## Directions for this task:
Write the next part of the piece on heart-rate training and cardiac drift, picking up right after its final sentence.

## Document text:
• • • •
If you've decided to engage in the popular practice of performing a race or workout at a particular heart rate (or fixed percentage of max heart rate), you've eliminated a big problem: you won't have to worry about estimating your actual cycling or running speed during your exertion or try to judge the overall quality of your effort by how you feel.
Your effort - at least your cardiovascular effort - will be precisely defined by the reading on the face of your heart-rate receiver. If you have an upscale monitor, any excessive deviation from your desired pulse will trigger warning whoops from your receiver; with a low-end model, you'll simply need to glance at your receiver every minute or so to find out if you're doing the right thing. You'll be able to cruise through your whole race or workout at the exact heart rate you want, without worries about your actual velocity
Using a monitor can be pretty relaxing; during workouts, you can focus intently on your running form and how you feel, listen for the occasional communiqués from your receiver, and just let the miles roll. With a monitor, there's no need to be concerned about whether you're exceeding a level of cardiovascular effort which you know you can handle. However, in spite of this ease, precision, and comfort, if you use a monitor to measure the intensity of your workout or race, you're probably headed for trouble
The trouble will come in a variety of ways, but a key source of difficulty will be something called 'cardiac drift'. This phrase simply refers to your heart's perverse tendency to avoid a constant rate of functioning. More specifically, cardiac drift means that your heart rate tends to rise slowly but steadily as you exercise, even when you're cruising along at a constant pace. And the magnitude of this drift is usually more than just a pesky beat or two: heart rates can rise by as much as 20 beats per minute during constant-velocity efforts lasting less than 30 minutes!
• • • •
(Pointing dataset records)

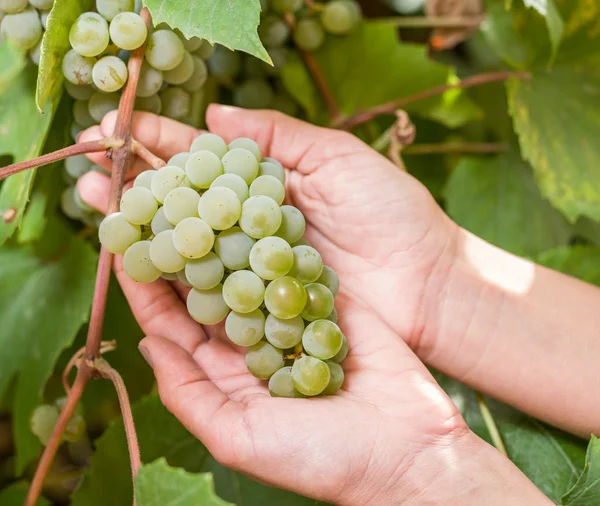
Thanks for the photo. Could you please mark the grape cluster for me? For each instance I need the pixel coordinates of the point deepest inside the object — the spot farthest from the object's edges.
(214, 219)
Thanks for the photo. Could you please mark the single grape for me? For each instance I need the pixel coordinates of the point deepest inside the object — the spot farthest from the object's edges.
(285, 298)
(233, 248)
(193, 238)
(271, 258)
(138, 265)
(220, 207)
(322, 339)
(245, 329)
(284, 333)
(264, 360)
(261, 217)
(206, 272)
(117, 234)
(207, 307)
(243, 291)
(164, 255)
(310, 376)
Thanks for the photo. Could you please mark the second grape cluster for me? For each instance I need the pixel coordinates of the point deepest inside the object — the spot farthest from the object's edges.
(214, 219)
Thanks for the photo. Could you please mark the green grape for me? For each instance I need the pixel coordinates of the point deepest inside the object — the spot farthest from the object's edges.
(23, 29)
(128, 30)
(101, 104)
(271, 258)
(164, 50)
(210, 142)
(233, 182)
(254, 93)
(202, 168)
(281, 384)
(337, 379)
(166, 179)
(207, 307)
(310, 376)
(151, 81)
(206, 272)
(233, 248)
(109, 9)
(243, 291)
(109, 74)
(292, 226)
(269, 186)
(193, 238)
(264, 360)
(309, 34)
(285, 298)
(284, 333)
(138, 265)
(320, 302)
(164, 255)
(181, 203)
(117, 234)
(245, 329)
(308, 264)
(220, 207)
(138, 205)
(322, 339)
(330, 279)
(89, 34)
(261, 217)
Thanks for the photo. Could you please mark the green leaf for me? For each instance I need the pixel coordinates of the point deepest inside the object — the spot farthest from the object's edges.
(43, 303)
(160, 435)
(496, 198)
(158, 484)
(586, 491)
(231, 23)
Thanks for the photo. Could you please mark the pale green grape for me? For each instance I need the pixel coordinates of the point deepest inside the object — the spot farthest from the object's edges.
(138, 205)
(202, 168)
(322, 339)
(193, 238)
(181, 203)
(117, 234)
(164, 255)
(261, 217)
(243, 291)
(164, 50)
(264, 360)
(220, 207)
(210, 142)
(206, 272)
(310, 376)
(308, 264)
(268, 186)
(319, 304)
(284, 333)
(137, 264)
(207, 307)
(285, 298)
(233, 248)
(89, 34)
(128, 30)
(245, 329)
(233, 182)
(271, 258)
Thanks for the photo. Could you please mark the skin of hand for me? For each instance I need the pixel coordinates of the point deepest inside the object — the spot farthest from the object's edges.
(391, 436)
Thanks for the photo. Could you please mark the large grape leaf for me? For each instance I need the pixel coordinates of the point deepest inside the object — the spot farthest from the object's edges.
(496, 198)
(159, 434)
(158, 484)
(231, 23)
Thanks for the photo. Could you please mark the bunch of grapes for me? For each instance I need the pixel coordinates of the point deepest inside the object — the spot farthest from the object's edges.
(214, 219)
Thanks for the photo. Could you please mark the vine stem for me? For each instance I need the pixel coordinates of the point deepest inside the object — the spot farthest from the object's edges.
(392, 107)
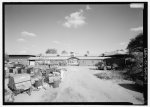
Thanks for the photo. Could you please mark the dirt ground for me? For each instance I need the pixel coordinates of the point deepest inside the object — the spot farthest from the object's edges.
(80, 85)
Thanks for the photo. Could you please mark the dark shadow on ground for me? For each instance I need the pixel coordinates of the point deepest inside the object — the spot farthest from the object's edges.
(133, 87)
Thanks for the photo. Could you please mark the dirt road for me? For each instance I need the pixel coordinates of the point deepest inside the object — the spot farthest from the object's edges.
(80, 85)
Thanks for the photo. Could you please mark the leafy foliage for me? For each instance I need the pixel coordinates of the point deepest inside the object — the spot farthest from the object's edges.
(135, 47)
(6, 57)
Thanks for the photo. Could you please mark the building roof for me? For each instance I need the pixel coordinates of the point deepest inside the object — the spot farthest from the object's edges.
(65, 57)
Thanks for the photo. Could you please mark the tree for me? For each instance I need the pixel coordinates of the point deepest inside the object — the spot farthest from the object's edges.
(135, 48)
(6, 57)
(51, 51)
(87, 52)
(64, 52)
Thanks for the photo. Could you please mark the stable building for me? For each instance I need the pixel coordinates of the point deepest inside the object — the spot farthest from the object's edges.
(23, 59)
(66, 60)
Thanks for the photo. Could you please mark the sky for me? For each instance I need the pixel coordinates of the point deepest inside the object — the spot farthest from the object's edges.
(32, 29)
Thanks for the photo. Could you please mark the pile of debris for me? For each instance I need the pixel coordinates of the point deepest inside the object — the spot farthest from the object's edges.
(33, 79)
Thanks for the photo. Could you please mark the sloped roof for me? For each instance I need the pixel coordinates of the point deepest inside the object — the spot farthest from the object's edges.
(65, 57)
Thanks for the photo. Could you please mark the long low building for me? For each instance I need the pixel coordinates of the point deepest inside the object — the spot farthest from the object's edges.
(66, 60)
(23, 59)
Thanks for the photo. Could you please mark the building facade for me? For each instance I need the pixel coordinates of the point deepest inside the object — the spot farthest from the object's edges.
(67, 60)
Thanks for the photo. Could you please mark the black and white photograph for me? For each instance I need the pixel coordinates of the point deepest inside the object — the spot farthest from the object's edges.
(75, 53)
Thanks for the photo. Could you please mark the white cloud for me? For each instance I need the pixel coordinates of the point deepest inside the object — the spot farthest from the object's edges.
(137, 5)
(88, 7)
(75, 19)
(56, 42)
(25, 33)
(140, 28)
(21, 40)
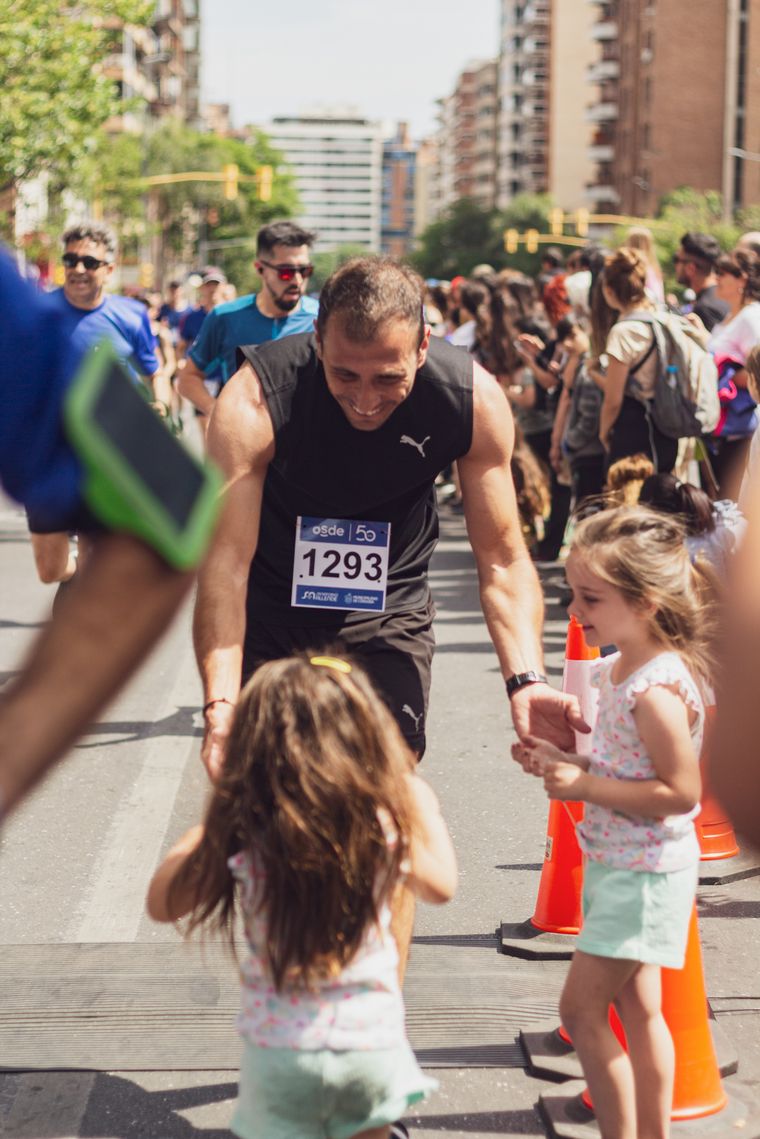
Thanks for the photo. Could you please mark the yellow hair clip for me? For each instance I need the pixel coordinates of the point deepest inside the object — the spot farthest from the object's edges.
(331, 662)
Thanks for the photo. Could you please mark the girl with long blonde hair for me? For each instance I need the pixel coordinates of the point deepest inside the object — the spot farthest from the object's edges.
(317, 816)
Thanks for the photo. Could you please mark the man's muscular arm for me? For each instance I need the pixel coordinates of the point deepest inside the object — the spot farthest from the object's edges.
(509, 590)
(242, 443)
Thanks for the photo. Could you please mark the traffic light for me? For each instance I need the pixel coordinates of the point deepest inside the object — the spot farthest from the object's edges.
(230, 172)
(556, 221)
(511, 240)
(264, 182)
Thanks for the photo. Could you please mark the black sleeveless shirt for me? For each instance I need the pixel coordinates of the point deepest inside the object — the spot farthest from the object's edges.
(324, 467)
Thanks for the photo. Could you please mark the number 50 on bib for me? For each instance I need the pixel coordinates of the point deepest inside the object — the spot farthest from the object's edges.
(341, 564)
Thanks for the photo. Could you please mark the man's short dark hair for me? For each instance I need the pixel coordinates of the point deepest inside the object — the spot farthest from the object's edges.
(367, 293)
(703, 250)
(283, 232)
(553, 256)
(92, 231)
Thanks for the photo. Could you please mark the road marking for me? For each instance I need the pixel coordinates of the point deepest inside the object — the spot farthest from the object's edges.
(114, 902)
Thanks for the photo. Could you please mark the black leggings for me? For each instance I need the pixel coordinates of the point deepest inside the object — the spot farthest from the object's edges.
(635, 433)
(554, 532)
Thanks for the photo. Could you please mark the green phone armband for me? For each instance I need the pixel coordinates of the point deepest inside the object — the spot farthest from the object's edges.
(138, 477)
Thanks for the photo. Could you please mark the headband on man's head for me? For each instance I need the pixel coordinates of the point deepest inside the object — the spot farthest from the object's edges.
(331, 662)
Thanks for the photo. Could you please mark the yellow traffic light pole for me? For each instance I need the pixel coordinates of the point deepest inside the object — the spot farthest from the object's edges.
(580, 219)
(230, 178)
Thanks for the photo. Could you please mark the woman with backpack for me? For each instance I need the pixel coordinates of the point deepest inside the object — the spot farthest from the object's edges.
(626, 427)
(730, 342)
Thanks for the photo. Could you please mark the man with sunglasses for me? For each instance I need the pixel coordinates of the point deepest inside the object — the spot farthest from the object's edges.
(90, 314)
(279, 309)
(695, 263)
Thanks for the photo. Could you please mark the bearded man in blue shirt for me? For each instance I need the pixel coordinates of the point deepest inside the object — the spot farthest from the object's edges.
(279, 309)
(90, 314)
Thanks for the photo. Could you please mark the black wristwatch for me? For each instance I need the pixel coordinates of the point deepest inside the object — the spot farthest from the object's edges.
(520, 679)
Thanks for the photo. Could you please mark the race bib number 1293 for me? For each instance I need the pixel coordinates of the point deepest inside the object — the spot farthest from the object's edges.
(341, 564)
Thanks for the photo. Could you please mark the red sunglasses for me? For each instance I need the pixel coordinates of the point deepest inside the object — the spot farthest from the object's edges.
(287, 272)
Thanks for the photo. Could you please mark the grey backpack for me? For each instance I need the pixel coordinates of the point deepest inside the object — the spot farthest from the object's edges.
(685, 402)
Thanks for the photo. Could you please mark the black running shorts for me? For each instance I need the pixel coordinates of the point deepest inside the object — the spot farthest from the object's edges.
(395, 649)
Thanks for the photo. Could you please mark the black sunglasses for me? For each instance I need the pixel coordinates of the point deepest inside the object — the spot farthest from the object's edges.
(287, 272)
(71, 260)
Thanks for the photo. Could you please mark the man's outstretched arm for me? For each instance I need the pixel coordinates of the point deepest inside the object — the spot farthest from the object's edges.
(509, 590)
• • • •
## Task result:
There's no need to worry about why cardiac drift occurs, although staying well hydrated before and during your effort can partially control - but not eliminate - your heart's tendency to beat faster and faster (if your exertion is going to last for about 40 to 45 minutes or more and you're going to be sweating fairly profusely, you should try to thwart drift by drinking 12 ounces of fluid before you start and taking in three to four swallows of liquid every 10 minutes thereafter)
If you monitor your efforts by using heart rate, you do need to consider what effect drift will have on your exertion. Basically, if you're locked into a particular heart rate for a race or long workout, drift will force you to run slower and slower as the effort proceeds, even though you have the ability to maintain your even pace. For example, if you're running, you might be cruising along fairly comfortably at seven-minute pace and a heart rate of 160, until drift sends your ticker up to 166. If you're too in love with your heart rate, you would ease off on your pace until you simmer your cardiac rate down to 160, and you would suddenly find yourself at 7:15 tempo, instead of the seven-minute effort which you actually could handle. In a race, that would leave you with a disappointing time; in a workout, you would spend less time practising your goal pace - and therefore develop less efficiency at that pace. Most of the time, it's better to just let heart rate rise slowly and steadily during your effort (as long as you're still feeling okay). Let fatigue - not the gadget on your wrist - be your guide to what you can do.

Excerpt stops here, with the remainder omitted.